⟨

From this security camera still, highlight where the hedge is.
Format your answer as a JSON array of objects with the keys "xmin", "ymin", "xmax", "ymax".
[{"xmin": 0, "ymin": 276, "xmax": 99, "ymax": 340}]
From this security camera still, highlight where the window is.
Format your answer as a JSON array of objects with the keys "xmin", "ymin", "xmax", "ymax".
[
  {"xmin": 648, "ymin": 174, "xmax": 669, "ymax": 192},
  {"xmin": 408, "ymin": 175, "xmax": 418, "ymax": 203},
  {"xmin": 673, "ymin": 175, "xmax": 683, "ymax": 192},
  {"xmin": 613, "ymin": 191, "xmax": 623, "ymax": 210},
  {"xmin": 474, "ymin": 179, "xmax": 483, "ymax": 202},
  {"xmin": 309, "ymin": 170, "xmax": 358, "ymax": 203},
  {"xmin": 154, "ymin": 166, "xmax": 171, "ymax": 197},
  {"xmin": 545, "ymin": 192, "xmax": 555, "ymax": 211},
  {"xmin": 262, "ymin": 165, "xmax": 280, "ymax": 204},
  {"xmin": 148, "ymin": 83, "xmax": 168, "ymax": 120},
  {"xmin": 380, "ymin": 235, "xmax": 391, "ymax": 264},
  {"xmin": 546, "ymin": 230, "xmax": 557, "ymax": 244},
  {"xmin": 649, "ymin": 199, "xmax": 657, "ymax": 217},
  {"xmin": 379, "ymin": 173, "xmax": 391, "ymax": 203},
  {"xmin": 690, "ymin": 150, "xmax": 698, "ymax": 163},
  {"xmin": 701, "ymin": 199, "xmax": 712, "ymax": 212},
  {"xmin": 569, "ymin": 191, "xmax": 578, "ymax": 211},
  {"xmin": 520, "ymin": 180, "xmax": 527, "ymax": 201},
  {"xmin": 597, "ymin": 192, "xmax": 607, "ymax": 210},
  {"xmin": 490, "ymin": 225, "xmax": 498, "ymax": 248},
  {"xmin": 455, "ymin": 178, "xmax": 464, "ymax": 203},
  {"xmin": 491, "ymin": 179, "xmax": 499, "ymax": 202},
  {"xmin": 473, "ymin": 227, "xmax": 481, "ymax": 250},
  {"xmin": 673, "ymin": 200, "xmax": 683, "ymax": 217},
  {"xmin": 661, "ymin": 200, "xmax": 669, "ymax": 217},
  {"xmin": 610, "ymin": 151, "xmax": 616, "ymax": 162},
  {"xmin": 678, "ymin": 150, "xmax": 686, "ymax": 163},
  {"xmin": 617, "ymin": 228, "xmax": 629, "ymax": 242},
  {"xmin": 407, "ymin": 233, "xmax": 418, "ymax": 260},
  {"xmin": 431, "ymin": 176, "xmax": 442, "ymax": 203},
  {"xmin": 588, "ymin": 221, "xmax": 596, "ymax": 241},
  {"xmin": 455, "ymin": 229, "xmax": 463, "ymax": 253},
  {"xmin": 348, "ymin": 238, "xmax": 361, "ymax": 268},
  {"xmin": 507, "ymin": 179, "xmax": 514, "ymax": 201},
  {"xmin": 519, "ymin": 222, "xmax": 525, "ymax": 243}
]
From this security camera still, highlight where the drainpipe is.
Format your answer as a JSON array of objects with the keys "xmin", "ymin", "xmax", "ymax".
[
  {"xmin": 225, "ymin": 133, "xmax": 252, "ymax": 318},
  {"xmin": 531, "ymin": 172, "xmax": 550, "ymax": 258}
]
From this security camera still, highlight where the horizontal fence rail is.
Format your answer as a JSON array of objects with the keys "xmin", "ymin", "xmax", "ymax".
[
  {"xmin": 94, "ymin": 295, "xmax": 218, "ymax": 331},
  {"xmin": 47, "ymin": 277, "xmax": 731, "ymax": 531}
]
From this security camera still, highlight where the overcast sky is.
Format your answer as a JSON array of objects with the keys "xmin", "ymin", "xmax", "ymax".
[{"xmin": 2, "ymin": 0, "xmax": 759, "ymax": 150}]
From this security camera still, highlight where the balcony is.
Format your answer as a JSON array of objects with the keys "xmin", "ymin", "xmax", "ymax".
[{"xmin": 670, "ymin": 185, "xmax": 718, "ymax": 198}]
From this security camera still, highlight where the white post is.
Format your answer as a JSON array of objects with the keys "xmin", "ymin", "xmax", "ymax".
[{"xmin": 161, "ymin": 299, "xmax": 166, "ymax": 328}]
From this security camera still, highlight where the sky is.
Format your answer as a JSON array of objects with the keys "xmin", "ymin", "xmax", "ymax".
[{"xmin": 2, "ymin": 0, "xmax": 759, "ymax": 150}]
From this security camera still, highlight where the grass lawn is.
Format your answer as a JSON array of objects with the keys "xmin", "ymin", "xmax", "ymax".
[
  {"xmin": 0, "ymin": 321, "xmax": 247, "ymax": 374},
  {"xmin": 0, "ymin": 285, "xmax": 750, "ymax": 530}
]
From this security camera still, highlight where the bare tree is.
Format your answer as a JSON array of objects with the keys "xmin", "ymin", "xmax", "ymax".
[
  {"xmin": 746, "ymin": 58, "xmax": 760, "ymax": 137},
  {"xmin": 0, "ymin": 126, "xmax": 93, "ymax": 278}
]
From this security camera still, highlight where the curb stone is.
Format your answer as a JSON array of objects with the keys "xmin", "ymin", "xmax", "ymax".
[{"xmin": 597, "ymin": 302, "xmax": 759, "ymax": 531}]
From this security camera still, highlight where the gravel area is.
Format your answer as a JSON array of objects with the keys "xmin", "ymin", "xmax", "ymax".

⟩

From the very first line of the records down to the line with "From this security camera still, highlight where the window", please write out each line exactly, including both ends and no other lines.

From this security camera still, highlight where the hedge is.
Format your answer as a JSON array of objects with the keys "xmin", "ymin", "xmax", "ymax".
[{"xmin": 0, "ymin": 276, "xmax": 99, "ymax": 340}]
From this security camera still, highlight where the window is.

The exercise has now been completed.